Each record below is to be reproduced without any change.

── Dataset records ──

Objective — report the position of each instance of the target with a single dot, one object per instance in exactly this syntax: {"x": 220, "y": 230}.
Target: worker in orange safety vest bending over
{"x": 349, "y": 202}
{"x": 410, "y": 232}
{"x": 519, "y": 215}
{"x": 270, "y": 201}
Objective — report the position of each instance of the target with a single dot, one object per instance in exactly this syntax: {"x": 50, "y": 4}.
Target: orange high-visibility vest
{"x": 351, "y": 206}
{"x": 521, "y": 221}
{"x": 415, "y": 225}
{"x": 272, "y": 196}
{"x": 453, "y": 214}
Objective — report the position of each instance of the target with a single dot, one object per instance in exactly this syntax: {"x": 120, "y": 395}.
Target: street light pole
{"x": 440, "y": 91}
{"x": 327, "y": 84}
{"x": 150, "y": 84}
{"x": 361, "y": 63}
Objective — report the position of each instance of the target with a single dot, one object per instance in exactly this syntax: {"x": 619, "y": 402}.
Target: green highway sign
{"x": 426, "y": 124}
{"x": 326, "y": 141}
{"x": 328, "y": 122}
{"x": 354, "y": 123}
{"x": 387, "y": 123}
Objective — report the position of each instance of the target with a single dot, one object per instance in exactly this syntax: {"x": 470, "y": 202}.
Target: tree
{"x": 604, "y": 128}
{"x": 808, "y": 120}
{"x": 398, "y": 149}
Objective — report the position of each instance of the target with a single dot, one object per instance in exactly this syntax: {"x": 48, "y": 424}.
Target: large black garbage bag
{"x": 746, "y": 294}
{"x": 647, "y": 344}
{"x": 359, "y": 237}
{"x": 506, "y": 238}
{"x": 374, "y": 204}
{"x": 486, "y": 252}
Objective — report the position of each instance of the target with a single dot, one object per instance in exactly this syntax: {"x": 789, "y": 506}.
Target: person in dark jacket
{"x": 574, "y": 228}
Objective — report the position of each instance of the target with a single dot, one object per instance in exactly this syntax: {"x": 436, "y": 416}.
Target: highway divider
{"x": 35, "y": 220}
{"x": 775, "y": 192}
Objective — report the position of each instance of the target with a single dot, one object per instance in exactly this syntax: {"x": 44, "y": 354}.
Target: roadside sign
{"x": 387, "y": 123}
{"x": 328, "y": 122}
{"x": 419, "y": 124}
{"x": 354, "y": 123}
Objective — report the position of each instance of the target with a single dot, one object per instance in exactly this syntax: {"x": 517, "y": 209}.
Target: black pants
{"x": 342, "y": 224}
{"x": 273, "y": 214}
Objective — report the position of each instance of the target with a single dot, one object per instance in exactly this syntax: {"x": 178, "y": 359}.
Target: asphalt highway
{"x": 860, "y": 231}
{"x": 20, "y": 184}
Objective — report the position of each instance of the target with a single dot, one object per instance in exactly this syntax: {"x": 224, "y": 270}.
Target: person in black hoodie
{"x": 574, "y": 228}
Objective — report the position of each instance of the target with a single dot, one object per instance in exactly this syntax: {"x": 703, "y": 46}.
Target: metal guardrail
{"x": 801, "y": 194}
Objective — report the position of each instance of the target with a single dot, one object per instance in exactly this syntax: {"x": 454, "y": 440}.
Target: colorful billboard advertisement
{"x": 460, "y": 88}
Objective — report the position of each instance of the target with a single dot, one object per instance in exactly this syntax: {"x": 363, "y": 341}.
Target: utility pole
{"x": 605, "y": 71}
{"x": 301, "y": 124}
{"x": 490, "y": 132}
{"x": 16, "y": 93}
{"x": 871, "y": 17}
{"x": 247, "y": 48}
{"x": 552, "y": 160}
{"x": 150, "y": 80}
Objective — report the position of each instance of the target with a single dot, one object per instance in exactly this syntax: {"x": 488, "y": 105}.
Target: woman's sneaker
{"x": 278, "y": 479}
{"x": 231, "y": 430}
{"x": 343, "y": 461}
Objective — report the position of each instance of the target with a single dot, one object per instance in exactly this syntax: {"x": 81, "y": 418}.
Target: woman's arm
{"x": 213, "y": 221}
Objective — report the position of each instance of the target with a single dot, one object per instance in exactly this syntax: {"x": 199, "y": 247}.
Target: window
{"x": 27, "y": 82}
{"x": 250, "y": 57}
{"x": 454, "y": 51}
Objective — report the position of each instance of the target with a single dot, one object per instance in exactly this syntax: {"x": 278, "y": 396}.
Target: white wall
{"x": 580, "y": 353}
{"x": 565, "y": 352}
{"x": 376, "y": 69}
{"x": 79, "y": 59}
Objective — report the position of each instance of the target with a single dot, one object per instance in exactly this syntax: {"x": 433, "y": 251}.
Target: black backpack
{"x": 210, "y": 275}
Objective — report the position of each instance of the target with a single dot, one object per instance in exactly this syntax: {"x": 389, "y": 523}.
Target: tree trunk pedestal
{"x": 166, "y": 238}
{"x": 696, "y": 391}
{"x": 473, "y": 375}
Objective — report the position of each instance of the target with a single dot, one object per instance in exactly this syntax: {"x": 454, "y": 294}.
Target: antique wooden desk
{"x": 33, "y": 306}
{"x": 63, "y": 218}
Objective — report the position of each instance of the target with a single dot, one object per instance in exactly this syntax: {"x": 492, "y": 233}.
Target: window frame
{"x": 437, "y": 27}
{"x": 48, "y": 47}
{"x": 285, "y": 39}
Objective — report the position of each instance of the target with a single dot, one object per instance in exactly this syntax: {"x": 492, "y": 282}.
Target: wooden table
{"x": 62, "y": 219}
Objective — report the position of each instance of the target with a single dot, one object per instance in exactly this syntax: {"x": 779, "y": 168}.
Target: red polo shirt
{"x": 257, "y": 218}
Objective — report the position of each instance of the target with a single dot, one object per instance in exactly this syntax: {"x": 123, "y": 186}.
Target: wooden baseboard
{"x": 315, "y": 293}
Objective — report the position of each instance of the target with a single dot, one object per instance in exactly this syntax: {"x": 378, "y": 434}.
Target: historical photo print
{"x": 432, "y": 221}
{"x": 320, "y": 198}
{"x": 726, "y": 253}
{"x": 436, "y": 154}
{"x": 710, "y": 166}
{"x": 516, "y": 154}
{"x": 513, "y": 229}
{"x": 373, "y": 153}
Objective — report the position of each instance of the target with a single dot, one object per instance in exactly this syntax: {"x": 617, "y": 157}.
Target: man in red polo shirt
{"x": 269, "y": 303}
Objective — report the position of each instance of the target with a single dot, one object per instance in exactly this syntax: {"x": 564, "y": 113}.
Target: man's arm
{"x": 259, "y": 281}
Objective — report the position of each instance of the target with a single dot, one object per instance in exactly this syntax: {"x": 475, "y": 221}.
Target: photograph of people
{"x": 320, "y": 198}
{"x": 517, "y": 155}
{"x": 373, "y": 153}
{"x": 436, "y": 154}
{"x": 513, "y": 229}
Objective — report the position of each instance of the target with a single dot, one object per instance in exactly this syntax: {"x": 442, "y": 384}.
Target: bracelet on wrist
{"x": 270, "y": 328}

───

Solution to the problem:
Objective — report the position of each instance of the target with a single dot, one object per instance in exactly this syntax: {"x": 220, "y": 230}.
Target: worker in orange safety vest bending over
{"x": 349, "y": 202}
{"x": 410, "y": 232}
{"x": 519, "y": 215}
{"x": 270, "y": 201}
Objective — report the position of each instance of the target with a single dot, one object per instance in exactly this syntax: {"x": 50, "y": 4}.
Target: orange high-visibility vest
{"x": 351, "y": 206}
{"x": 521, "y": 221}
{"x": 415, "y": 225}
{"x": 272, "y": 196}
{"x": 453, "y": 214}
Objective — report the position of each instance of the target with a single dot, one object per instance in exactly this syntax: {"x": 120, "y": 395}.
Target: street light pole
{"x": 440, "y": 91}
{"x": 327, "y": 84}
{"x": 150, "y": 84}
{"x": 361, "y": 63}
Objective — report the position of each instance of the target with a single dot, one object per instance in exactly this syntax: {"x": 619, "y": 402}.
Target: green highway sign
{"x": 426, "y": 124}
{"x": 326, "y": 141}
{"x": 328, "y": 122}
{"x": 354, "y": 123}
{"x": 387, "y": 123}
Objective — report the position of each instance of the target with a single dot, one object per instance in exactly this syntax: {"x": 470, "y": 202}.
Target: tree
{"x": 604, "y": 128}
{"x": 808, "y": 120}
{"x": 398, "y": 149}
Objective — report the position of each instance of the target with a single dot, one object per instance in exactly this syntax: {"x": 48, "y": 424}.
Target: large black garbage bag
{"x": 746, "y": 294}
{"x": 647, "y": 344}
{"x": 359, "y": 237}
{"x": 506, "y": 238}
{"x": 374, "y": 204}
{"x": 486, "y": 252}
Objective — report the position of each instance of the target with a single dot, one object per instance in exactly this syntax: {"x": 789, "y": 506}.
Target: person in dark jacket
{"x": 574, "y": 228}
Objective — report the position of each instance of the target with a single dot, one object per instance in exactly this syntax: {"x": 436, "y": 416}.
Target: highway divider
{"x": 35, "y": 220}
{"x": 775, "y": 192}
Objective — report the position of each instance of the target with a single dot, one object per instance in exactly this syntax: {"x": 44, "y": 354}.
Target: roadside sign
{"x": 387, "y": 123}
{"x": 328, "y": 122}
{"x": 419, "y": 124}
{"x": 354, "y": 123}
Objective — report the position of each instance of the target with a single dot, one object per instance in exactly this syntax: {"x": 517, "y": 209}.
Target: black pants
{"x": 342, "y": 224}
{"x": 273, "y": 214}
Objective — report the position of each instance of the target with a single dot, one object per instance in exactly this syntax: {"x": 178, "y": 359}.
Target: asphalt highway
{"x": 860, "y": 231}
{"x": 20, "y": 184}
Objective — report the position of each instance of the target with a single dot, one object per instance in exactly this syntax: {"x": 224, "y": 270}.
Target: person in black hoodie
{"x": 574, "y": 228}
Objective — report the position of each instance of the target with a single dot, one object per instance in exactly this syntax: {"x": 703, "y": 46}.
Target: metal guardrail
{"x": 801, "y": 194}
Objective — report the position of each instance of the target with a single dot, one object per instance in exactly this syntax: {"x": 454, "y": 440}.
Target: colorful billboard advertisement
{"x": 460, "y": 88}
Objective — report the position of each instance of the target with a single dot, one object per instance in exactly this syntax: {"x": 363, "y": 341}.
Target: utility pole
{"x": 605, "y": 71}
{"x": 301, "y": 124}
{"x": 490, "y": 132}
{"x": 16, "y": 93}
{"x": 871, "y": 17}
{"x": 247, "y": 48}
{"x": 552, "y": 160}
{"x": 150, "y": 80}
Objective — report the position of each instance of the target with a single dot, one object per instance in exactly this syntax: {"x": 488, "y": 105}.
Target: woman's sneaker
{"x": 278, "y": 479}
{"x": 231, "y": 430}
{"x": 343, "y": 461}
Objective — report the position of each instance of the target with a single dot, one object per instance in exactly this syntax: {"x": 81, "y": 418}.
Target: woman's arm
{"x": 213, "y": 221}
Objective — report the position of each instance of the target with a single dot, one object per instance in exactly this syntax: {"x": 199, "y": 247}.
Target: window
{"x": 27, "y": 82}
{"x": 250, "y": 57}
{"x": 454, "y": 51}
Objective — report the position of each instance of the target with a single dot, one object per instance in exactly this syntax: {"x": 278, "y": 396}.
Target: white wall
{"x": 580, "y": 353}
{"x": 565, "y": 352}
{"x": 376, "y": 69}
{"x": 79, "y": 59}
Objective — report the position of each instance of the target with a single dot, one object per instance in exactly this syntax: {"x": 433, "y": 251}.
Target: black backpack
{"x": 210, "y": 275}
Objective — report the position of each instance of the target with a single dot, one object per instance in exactly this syntax: {"x": 389, "y": 523}.
Target: tree trunk pedestal
{"x": 166, "y": 238}
{"x": 696, "y": 391}
{"x": 473, "y": 375}
Objective — report the position of each instance of the target with a single dot, one object per instance in exactly this syntax: {"x": 454, "y": 294}.
Target: antique wooden desk
{"x": 33, "y": 306}
{"x": 63, "y": 218}
Objective — report the position of each instance of the target with a single dot, one object per instance in exactly this syntax: {"x": 492, "y": 233}.
Target: window frame
{"x": 437, "y": 27}
{"x": 48, "y": 47}
{"x": 285, "y": 39}
Objective — report the position of each instance of the target with a single dot, one object per instance in exactly this syntax: {"x": 492, "y": 282}.
Target: wooden table
{"x": 62, "y": 219}
Objective — report the position of each instance of the target with a single dot, one object per instance in exactly this syntax: {"x": 779, "y": 168}.
Target: red polo shirt
{"x": 257, "y": 218}
Objective — report the position of each instance of the target with a single dot, one object per instance in exactly this syntax: {"x": 123, "y": 186}.
Target: wooden baseboard
{"x": 315, "y": 293}
Objective — report the position of each instance of the target with a single dot, one object per instance in exactly this syntax: {"x": 378, "y": 434}.
Target: historical photo print
{"x": 432, "y": 221}
{"x": 320, "y": 198}
{"x": 726, "y": 253}
{"x": 436, "y": 154}
{"x": 710, "y": 166}
{"x": 516, "y": 154}
{"x": 513, "y": 229}
{"x": 373, "y": 153}
Objective — report the position of each instance of the target with a single dot, one object per instance in exactly this syntax: {"x": 617, "y": 157}.
Target: man in red polo shirt
{"x": 269, "y": 303}
Objective — report the position of each instance of the target with a single dot, one object per instance in exactly this syntax: {"x": 564, "y": 113}.
Target: man's arm
{"x": 259, "y": 281}
Objective — report the position of each instance of the target with a single dot, one object per instance in exactly this syntax: {"x": 475, "y": 221}.
Target: photograph of people
{"x": 320, "y": 198}
{"x": 517, "y": 155}
{"x": 373, "y": 153}
{"x": 436, "y": 154}
{"x": 513, "y": 229}
Objective — report the position of each instance of the target with a single dot, one object per instance in exactly this syntax: {"x": 442, "y": 384}.
Target: bracelet on wrist
{"x": 270, "y": 328}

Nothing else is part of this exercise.